■ YOUR GOAL ■
In the records below, begin at the line containing "Target: person in background" and end at the line containing "Find every instance of the pink"; quote every line in that span exactly, including both boundary lines, and no others.

■ MATERIAL PROVIDED ■
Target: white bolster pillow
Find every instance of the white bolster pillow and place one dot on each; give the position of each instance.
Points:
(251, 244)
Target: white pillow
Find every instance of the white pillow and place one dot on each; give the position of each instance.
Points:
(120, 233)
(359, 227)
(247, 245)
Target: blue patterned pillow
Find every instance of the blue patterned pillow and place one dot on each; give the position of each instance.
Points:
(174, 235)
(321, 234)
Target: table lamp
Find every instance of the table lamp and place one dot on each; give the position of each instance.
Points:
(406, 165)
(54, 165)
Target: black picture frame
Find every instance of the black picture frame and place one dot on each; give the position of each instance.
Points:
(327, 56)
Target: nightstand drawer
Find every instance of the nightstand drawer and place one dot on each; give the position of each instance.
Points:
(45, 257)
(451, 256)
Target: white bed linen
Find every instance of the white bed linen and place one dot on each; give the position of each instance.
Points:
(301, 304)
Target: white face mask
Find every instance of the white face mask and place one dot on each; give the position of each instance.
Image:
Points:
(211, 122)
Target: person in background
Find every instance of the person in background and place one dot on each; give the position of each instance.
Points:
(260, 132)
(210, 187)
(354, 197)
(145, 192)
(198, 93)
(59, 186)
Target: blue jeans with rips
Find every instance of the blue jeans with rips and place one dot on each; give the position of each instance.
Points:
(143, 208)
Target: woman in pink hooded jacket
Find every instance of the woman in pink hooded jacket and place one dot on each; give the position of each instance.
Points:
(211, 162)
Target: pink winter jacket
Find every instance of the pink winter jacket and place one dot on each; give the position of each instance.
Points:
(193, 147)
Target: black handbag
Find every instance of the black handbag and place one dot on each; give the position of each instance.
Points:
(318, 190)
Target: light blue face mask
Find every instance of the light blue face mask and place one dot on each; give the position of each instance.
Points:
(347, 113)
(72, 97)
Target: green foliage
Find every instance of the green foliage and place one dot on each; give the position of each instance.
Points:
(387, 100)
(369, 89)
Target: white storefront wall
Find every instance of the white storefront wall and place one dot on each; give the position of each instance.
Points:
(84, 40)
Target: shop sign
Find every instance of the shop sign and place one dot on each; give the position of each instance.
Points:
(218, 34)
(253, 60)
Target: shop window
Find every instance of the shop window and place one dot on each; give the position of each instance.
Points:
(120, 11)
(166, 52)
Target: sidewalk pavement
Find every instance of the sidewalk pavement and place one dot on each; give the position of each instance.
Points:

■ SOLUTION FOR THIS TASK ■
Target: person in background
Find every instance of the person in background and place one dot on each; give the position of each instance.
Points:
(260, 132)
(210, 187)
(354, 197)
(145, 192)
(198, 93)
(59, 186)
Target: blue jeans with rips
Find every instance of the blue jeans with rips and place one dot on each; give the position of each instance.
Points:
(143, 208)
Target: woman in pink hooded jacket
Find every instance of the woman in pink hooded jacket and place one dot on each; give the position of each instance.
Points:
(211, 162)
Target: pink winter jacket
Find every instance of the pink winter jacket and place one dot on each; give the position of each instance.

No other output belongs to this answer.